> SUPPLIED TEXT
--- Start ---

Who Is Not Eligible for Zakat in Islam?

According to Islamic law, Zakat, which is a mandatory form of charity given to those who are in need, cannot be given to the following people:

  1. Close relatives such as parents, grandparents, and children or grandchildren. 
  2. Additionally, spouses are not permitted to give Zakat to one another. 
  3. Furthermore, Zakat is not permissible to be given to non-Muslim individuals. In the same vein, Waajib Sadaqah (charity) such as Sadaqatul Fitr, Kaffarah, Ush’r, and Naz’r cannot be provided to non-Muslims either. However, Naf’l Sadaqah can be distributed among them.
  4. When considering whether a recipient is deserving of Zakat or not, it is important for the giver to make sure that the individual is truly in need of the funds before providing them with the charity. 
  • If it turns out that the recipient was actually wealthy and had received Zakat without inquiry beforehand, then the charitable donation will not be counted as Zakat and it has to be given again.
  1. It cannot be fulfilled by buying books for an educational institution or purchasing land for public benefit and then making it a Wak’f. 
  2. It cannot also be used to cover the Kaf’n (cost of burial) of a deceased person who has no legal heirs. 
  3. Similarly, any debts accumulated by the deceased prior to their passing cannot be paid from Zakat money either.

Importance of Zakat in Islam:

The importance of Zakah is also hidden in the fact that whenever the Quran talks about the offering of the Namaz (prayer), the giving of Zakat is also mentioned along with it. 

Some of the Aayats where Zakat and Namaz are stressed upon together in the Quran are as follows:

Surah Al-Muzammil (The Mantle-Wrapped One)- 73:20

Yet you shall duly establish the Prayer. And you shall give the Zakat-Charity, and therewith lend God a most goodly loan. For whatever good you advance for your souls, you shall find its reward with Allah in the Hereafter; yet it shall be far better and much greater in reward.

Surat Al-Mujadilah Chapter 58, Ayat 13:

Then steadfastly continue to duly establish the Prayer and give the Zakat-Charity.

Surat Fussilat, Chapter 41, Ayat 7:

Those who do not give the Zakat-Charity, those who are disbelievers in the Hereafter.

The importance of giving Zakat can also be realized from the Ridda wars which were fought under the Khilafat of the first Caliph Hazrat Abubakar (R.A) when people after the death of Prophet (PBUH) declined to give Zakat.

When the beloved Prophet (PBUH) sent Hazrat Mu’aaz toward Yemen, he (PBUH) said,

 “Tell them that Allah SWT has made Zakat obligatory in their wealth; it should be taken from the wealthy people and given to the Fuqara (the poor people)”

( Sahi al Bukhari 1395 )

--- End ---

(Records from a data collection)
--- Start ---

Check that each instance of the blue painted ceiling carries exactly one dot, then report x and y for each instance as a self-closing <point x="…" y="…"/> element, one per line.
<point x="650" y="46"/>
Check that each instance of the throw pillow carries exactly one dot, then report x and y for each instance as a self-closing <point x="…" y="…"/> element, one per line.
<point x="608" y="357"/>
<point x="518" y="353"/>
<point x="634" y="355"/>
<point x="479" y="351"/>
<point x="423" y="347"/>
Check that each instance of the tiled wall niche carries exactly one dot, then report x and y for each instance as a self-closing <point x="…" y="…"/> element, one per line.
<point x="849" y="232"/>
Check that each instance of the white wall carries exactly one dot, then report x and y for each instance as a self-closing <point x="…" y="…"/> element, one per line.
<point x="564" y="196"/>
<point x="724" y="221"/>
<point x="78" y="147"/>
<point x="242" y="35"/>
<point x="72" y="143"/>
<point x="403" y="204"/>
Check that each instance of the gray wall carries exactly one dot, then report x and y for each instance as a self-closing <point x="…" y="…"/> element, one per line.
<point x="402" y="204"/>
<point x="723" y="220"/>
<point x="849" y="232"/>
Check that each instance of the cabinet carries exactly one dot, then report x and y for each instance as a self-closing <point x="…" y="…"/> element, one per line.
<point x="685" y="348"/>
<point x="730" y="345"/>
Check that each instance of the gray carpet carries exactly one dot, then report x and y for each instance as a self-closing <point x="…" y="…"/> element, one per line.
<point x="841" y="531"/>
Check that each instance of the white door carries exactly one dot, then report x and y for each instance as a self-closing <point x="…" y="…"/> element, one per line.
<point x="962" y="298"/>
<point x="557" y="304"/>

--- End ---
--- Start ---

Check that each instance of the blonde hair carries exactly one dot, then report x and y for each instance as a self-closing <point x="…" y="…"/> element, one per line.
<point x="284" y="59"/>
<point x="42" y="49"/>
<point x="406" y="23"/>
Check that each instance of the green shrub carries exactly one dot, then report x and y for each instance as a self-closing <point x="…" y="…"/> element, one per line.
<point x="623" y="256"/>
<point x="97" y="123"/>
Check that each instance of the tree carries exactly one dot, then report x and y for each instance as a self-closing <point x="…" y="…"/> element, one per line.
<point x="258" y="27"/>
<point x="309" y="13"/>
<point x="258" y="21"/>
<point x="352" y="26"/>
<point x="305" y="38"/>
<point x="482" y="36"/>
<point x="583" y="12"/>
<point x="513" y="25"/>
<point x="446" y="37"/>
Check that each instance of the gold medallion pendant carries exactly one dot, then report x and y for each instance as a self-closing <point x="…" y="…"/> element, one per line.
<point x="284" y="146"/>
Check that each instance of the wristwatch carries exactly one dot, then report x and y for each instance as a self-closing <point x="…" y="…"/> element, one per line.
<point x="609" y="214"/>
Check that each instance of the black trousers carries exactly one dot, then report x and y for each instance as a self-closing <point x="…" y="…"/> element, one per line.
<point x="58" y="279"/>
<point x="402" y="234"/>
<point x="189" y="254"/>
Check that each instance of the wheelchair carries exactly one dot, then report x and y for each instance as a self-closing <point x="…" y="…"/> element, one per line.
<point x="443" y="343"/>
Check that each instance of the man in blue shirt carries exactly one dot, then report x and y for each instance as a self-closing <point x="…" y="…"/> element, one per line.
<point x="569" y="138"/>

--- End ---

> WORK TO DO
- 1) In the Zakat text, under which Caliph were the Ridda wars fought?
- 2) Name every kind of Waajib Sadaqah that the Zakat text says cannot be given to non-Muslims.
- 3) Pick up the Zakat text after its last line and keep writing.

> EXERCISE ANSWERS
- 1) Hazrat Abubakar (R.A), the first Caliph.

- 2) Sadaqatul Fitr, Kaffarah, Ush’r, and Naz’r.

- 3)
Zakat in Islam, one of the five pillars of Islam, just does not ask Muslims to give out some amount from their earnings and assets every year but also is a means of purifying money, as it is said that Money does not decrease by giving Zakat, rather it increases. 

You must also purify your money as well as help the poor and the needy at the same time. This will help us to raise better as a community and diminish the evils from root that are born due to lack of  money or poverty.

Frequently Asked Questions On Zakat

Is Zakat payable on the amount that is saved for Hajj?

Yes! Zakat is obligatory on money saved for Hajj, provided that one lunar year has passed on it, and the holder meets the Nisab threshold.

On what part of my wealth, Zakat is not payable?

Except for gold and silver, no zakat is payable on personal belongings that you own such as a house, car, or any goods that were not purchased with the intention of trading them.
However, zakat is payable on rental property (a house or shop which you have given to someone else and take rent from them every month or year.)

When does the Zakat Year begin? Or how do I calculate that one lunar year has passed on my money?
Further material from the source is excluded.